Document -
Chacune des pièces de ce volume bénéficie d’une gravure. Pour Polyeucte, il s’agit d’un frontispice de Chauveau, beaucoup plus sobre que celui de l’édition de 1643 pour ce qui est de l’architecture du temple présenté, du nombre des statues qui le décorent, et des costumes des personnages, d’une antiquité très conventionnelle cette fois ; la statue que le héros a brisée n’est plus celle d’une femme au buste nu.
–1663. LeThéâtre de P. Corneille, revu et corrigé par l’auteur. Partie I [et II], in-folio.
Imprimé à Rouen par Laurens Maurry et vendu à Paris chez Augustin Courbé et Guillaume de Luyne (qui a transféré ses droits à Thomas Jolly et Louis Billaine). Pour cette Partie II : le privilège est de janvier 1653 et l’achevé d’imprimé date du 15 septembre 1663.
Il s’agit d’un grand in-folio, qui marque la consécration d’une œuvre.
292Le premier volume contient le Discours de l’utilité et des parties du poème dramatique, les Examens des douze pièces qui suivent, de Mélite à Polyeucte, puis leurs textes, donnés dans l’ordre de leur représentation.
On trouve Polyeucte aux pages 583-636.
–1664. Le Théâtre de P. Corneille, revu et corrigé par l’auteur. [I] II, [III], in-8, comme en 1660]
Imprimé à Rouen, et vendu à Paris chez Guillaume de Luyne, Thomas Jolly, Louis Billaine. Privilège du Roi de janvier 1653.
Les huit pièces contenues dans chacun des trois volumes sont les mêmes que dans l’édition de 1660. Le quatrième volume contiendra trois nouvelles tragédies et paraîtra en 1666.
–1668. Le Théâtre de P. Corneille. Revu et corrigé par l’auteur. Partie [I] II, [III et IV]. [In-12].
Imprimé à Rouen, et vendu à Paris chez Guillaume de Luyne (avec Thomas Jolly, et Louis Billaine). Privilège du Roi de janvier 1653.

Données fournies -
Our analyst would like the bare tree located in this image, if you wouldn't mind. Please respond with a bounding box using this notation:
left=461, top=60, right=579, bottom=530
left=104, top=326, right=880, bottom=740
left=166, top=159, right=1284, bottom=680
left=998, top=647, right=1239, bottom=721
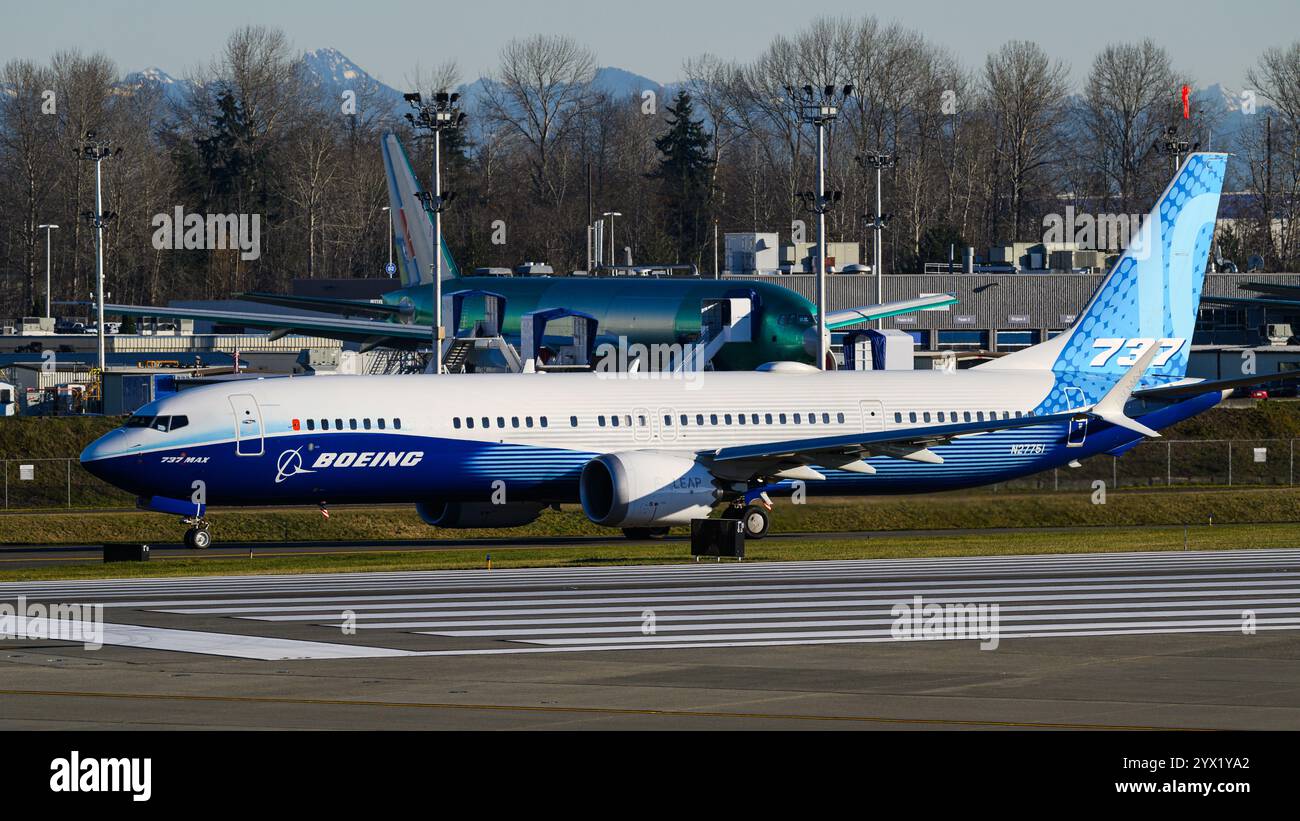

Énoncé 1 -
Répondez brièvement à partir de la notice sur les éditions du Théâtre de Corneille :
(a) Qui est l'auteur du frontispice de Polyeucte ?
(b) À quelles pages se trouve Polyeucte dans l'édition in-folio de 1663 ?
(c) En quelle année le quatrième volume de l'édition de 1664 doit-il paraître ?
Énoncé 2 -
Pour chaque affirmation, indiquez si elle concorde avec la notice en répondant par oui ou non, puis citez à l'identique les mots qui tranchent :
(a) L'édition de 1663 a été imprimée à Rouen.
(b) Dans l'édition de 1664, chacun des trois volumes renferme dix pièces.
(c) Le privilège mentionné pour l'édition de 1668 est de janvier 1653.
Énoncé 3 -
Recopiez fidèlement le passage de la notice qui va de « Imprimé à Rouen par » à « Billaine. Privilège du Roi de janvier 1653. », ces deux bornes comprises.
Seule la notice sert de source pour répondre, la liste n'intervient pas.

Solution 1 -
(a) Chauveau.
(b) Aux pages 583-636.
(c) En 1666.

Solution 2 -
(a) Oui : « Imprimé à Rouen par Laurens Maurry ».
(b) Non : « Les huit pièces contenues dans chacun des trois volumes ».
(c) Oui : « Privilège du Roi de janvier 1653. »

Solution 3 -
Imprimé à Rouen par Laurens Maurry et vendu à Paris chez Augustin Courbé et Guillaume de Luyne (qui a transféré ses droits à Thomas Jolly et Louis Billaine). Pour cette Partie II : le privilège est de janvier 1653 et l’achevé d’imprimé date du 15 septembre 1663.
Il s’agit d’un grand in-folio, qui marque la consécration d’une œuvre.
292Le premier volume contient le Discours de l’utilité et des parties du poème dramatique, les Examens des douze pièces qui suivent, de Mélite à Polyeucte, puis leurs textes, donnés dans l’ordre de leur représentation.
On trouve Polyeucte aux pages 583-636.
–1664. Le Théâtre de P. Corneille, revu et corrigé par l’auteur. [I] II, [III], in-8, comme en 1660]
Imprimé à Rouen, et vendu à Paris chez Guillaume de Luyne, Thomas Jolly, Louis Billaine. Privilège du Roi de janvier 1653.